[Start EXCERPTED RECORDS]
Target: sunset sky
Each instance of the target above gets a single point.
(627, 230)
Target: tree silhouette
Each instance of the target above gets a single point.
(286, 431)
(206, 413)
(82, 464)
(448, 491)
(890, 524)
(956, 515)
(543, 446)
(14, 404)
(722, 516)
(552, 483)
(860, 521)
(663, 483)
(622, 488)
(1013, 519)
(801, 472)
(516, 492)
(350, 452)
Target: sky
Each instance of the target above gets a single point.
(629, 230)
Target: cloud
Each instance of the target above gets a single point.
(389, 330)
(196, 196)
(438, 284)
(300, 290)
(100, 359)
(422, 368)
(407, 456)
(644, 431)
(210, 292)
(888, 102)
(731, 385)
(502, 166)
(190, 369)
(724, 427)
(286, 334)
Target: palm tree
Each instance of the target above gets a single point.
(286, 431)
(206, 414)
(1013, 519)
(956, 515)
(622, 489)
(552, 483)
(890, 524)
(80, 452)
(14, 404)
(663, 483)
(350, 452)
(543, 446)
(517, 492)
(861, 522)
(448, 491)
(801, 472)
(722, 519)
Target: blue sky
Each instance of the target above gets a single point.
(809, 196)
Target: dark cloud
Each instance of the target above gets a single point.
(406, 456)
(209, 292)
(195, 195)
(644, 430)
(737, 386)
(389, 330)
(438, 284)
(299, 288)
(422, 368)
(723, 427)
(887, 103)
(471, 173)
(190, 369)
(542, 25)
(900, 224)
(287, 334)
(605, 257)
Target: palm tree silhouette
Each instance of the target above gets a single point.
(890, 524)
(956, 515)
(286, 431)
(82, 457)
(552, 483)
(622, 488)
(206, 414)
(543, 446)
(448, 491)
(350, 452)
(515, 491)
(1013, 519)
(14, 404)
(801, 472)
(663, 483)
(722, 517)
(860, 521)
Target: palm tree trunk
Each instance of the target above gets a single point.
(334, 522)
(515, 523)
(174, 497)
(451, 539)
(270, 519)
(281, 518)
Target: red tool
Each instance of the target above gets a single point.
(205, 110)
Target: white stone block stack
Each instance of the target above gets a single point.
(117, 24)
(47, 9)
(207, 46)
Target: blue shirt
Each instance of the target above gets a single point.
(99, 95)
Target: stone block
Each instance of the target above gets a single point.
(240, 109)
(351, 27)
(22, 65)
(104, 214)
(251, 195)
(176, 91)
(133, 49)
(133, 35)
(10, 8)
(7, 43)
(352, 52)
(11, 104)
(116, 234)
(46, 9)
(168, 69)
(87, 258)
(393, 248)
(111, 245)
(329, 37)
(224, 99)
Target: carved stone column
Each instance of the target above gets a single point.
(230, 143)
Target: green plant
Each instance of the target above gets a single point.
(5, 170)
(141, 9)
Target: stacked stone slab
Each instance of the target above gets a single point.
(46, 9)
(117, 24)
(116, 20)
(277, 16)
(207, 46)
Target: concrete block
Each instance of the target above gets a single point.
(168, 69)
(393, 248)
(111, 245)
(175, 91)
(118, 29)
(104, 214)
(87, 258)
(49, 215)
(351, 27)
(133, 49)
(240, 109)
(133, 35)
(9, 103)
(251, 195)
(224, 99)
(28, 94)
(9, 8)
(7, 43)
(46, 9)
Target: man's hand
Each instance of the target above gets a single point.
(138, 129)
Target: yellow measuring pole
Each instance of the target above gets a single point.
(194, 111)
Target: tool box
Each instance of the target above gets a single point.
[End EXCERPTED RECORDS]
REQUIREMENT ::
Everything from the line containing "Target: red tool" to the last line of the entries above should be quoted exactly, and only that.

WRITTEN RESPONSE ::
Target: red tool
Each instance of the target above gets a single point.
(205, 110)
Target: white stone block stack
Each instance of the target above gets a single point.
(117, 24)
(47, 9)
(207, 46)
Target: blue shirt
Each instance of the target above gets a single point.
(99, 95)
Target: stone block
Each instance of the target above gets a single point.
(240, 109)
(351, 27)
(22, 65)
(104, 214)
(251, 195)
(176, 91)
(133, 49)
(133, 35)
(10, 8)
(7, 43)
(352, 52)
(11, 104)
(116, 234)
(46, 9)
(168, 69)
(87, 258)
(393, 248)
(111, 245)
(329, 37)
(224, 99)
Target: carved stone column
Each instance of the target above gets a single point.
(230, 143)
Target: green plant
Each instance of the target above gets a single point.
(5, 170)
(141, 9)
Target: stacked stone slab
Each instance of the target above gets a single point.
(46, 9)
(117, 24)
(116, 20)
(277, 16)
(207, 46)
Target: concrete block
Each instance of the target above gets a single point.
(168, 69)
(393, 248)
(111, 245)
(175, 91)
(118, 29)
(104, 214)
(87, 258)
(49, 215)
(351, 27)
(133, 49)
(240, 109)
(133, 35)
(9, 103)
(251, 195)
(224, 99)
(28, 94)
(9, 8)
(7, 43)
(46, 9)
Target: man's hand
Each instance of the target above gets a single point.
(138, 129)
Target: yellow measuring pole
Each instance of the target above gets a single point.
(194, 111)
Target: tool box
Each instance of the target above gets a single point.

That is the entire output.